**Document segment:**
┄┄┄┄┄┄┄┄┄┄┄┄┄┄┄┄┄┄┄┄
[PATCH] D85614: [TRE] Reland: allow TRE for non-capturing calls.

Eli Friedman via Phabricator via llvm-commits llvm-commits at lists.llvm.org
Wed Oct 7 12:26:12 PDT 2020

efriedma added inline comments.

Comment at: llvm/lib/Transforms/Scalar/TailRecursionElimination.cpp:600
+                       CI->getArgOperand(OpndIdx),
+                       /*SrcAlign*/ Alignment, Size);
avl wrote:
> efriedma wrote:
> > This is the right direction, but I'm not sure it does the right thing in general.
> > 
> > In particular, it's possible that `CI->getArgOperand(OpndIdx)` points to one of the allocas created by createTempForByValOperand(); if it does, then this copy might be clobbering data you need for subsequent copies.  Again, consider the `void dostuff(A arg, Arg b) { dostuff(b, a); }` case.
> > 
> > This is why the general procedure I outlined has an extra step: we copy the temporary allocas to the original byval arguments, and use the byval arguments as the operands to the PHI.  That way, `CI->getArgOperand(OpndIdx)` never points to one of the allocas allocated by createTempForByValOperand.
> > This is the right direction, but I'm not sure it does the right thing in general.
┄┄┄┄┄┄┄┄┄┄┄┄┄┄┄┄┄┄┄┄
Reproduce word for word the part of the patch review above that lies between "[PATCH] D85614: [TRE]" and "added inline comments.", inclusive.
┄┄┄┄┄┄┄┄┄┄┄┄┄┄┄┄┄┄┄┄
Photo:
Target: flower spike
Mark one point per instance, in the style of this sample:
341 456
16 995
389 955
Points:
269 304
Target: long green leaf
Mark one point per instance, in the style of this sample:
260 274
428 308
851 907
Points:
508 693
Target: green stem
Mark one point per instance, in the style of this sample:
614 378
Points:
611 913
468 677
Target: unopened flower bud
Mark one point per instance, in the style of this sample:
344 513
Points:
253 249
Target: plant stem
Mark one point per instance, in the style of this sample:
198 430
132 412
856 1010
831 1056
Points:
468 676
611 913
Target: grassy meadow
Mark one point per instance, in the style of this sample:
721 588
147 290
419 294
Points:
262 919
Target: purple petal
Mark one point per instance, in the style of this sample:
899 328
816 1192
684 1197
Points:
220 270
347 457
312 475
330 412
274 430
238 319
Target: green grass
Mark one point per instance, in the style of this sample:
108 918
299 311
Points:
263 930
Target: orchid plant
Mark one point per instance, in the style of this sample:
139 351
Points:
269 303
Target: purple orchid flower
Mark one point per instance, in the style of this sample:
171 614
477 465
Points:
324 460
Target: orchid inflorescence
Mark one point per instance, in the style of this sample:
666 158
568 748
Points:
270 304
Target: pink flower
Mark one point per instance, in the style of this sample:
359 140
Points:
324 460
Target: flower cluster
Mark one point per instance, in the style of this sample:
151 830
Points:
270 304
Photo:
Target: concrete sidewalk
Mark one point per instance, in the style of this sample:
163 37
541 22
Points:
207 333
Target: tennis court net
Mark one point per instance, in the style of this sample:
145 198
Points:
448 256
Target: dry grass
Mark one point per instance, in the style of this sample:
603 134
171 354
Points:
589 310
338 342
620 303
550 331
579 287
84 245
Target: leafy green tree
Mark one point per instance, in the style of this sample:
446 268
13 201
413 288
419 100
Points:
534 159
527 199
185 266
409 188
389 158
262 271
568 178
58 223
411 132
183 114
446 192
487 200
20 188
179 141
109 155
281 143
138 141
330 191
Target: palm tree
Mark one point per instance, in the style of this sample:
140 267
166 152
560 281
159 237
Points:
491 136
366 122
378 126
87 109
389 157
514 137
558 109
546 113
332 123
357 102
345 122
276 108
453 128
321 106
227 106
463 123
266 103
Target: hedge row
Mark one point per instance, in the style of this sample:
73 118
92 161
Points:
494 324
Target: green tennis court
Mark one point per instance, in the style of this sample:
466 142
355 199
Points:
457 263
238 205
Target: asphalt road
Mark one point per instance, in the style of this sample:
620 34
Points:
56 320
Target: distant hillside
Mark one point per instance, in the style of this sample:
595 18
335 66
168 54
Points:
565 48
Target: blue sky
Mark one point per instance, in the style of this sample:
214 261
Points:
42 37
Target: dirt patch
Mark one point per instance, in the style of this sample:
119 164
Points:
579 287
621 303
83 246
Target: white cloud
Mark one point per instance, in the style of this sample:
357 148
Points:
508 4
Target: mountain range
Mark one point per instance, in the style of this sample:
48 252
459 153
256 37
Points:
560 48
┄┄┄┄┄┄┄┄┄┄┄┄┄┄┄┄┄┄┄┄
**Expected answer:**
[PATCH] D85614: [TRE] Reland: allow TRE for non-capturing calls.

Eli Friedman via Phabricator via llvm-commits llvm-commits at lists.llvm.org
Wed Oct 7 12:26:12 PDT 2020

efriedma added inline comments.